[Article]
_ _ _ _ _

I’m proud that we get to call these guys our own and I’m excited for their future.
I took a little time to check in and spin a few curly questions their way to see what else we might learn about them as designers, business owners and Kiwi’s.
Read on below.
From left: George Wilkins and Will McCallum
In an alternate universe where you met, made a few fun things together while at Uni then graduated with no inkling to continue this particular “making” business, where and what do you guys think you would be doing?
Will: If I didn’t do G&W, I imagine I would still be making something – possibly small batch chilli sauce? Or something like that. I get my satisfaction from producing physical things which people buy and get stoked on. I also would love to do a building apprenticeship and have always been keen on architecture as well.
I don’t think I could be working on something you can’t touch.
George: When I was 10 or so I had to write this thing at school saying what I would want to do. I wrote that I would live on a high country farm in the South Island with an airstrip a helicopter, an aeroplane, a jet boat and a big engineering workshop. When I was younger my grandfather had jet boats and I was obsessed with them, I made remote control jet boats and read everything I could about the Hamilton Jet, which was invented on a high country farm in the South Island, so I think that is where the idea came from.

_ _ _ _ _

[Dataset records]
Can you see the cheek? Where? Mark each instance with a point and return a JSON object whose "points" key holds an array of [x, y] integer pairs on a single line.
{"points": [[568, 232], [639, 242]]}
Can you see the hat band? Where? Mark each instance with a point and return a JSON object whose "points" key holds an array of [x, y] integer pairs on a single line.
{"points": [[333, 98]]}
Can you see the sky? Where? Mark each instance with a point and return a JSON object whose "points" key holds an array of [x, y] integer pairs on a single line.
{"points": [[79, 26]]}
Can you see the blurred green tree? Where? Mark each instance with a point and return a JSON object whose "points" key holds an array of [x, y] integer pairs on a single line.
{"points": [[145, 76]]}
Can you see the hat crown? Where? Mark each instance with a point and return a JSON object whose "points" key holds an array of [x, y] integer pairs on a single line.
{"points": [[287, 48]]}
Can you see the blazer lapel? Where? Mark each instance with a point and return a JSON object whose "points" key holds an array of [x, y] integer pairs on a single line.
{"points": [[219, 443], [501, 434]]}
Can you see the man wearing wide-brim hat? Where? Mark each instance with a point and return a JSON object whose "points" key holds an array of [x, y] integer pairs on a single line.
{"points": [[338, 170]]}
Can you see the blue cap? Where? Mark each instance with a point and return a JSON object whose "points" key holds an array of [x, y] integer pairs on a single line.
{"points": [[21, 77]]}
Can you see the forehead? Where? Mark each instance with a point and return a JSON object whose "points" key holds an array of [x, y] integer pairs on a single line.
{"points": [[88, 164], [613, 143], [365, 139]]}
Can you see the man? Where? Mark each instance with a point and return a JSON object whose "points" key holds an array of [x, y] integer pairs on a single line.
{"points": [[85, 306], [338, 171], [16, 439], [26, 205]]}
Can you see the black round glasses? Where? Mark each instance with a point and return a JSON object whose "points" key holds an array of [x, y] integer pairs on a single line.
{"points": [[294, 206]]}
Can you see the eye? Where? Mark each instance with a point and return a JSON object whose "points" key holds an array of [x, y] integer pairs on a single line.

_ _ _ _ _

[Set tasks]
• A. For each statement below, say yes or no depending on whether it agrees with the interview, and quote the words from it that decide the answer. (i) Will would love to do a building apprenticeship. (ii) George's grandfather had helicopters. (iii) The Hamilton Jet was invented on a high country farm in the South Island.
• B. Write out the interview again, starting with "I took a little" and going on through "architecture as well.", and swap "chilli sauce" for "hot sauce".

[Written answers]
• A.
(i) Yes: "I also would love to do a building apprenticeship"
(ii) No: "my grandfather had jet boats"
(iii) Yes: "which was invented on a high country farm in the South Island"

• B.
I took a little time to check in and spin a few curly questions their way to see what else we might learn about them as designers, business owners and Kiwi’s.
Read on below.
From left: George Wilkins and Will McCallum
In an alternate universe where you met, made a few fun things together while at Uni then graduated with no inkling to continue this particular “making” business, where and what do you guys think you would be doing?
Will: If I didn’t do G&W, I imagine I would still be making something – possibly small batch hot sauce? Or something like that. I get my satisfaction from producing physical things which people buy and get stoked on. I also would love to do a building apprenticeship and have always been keen on architecture as well.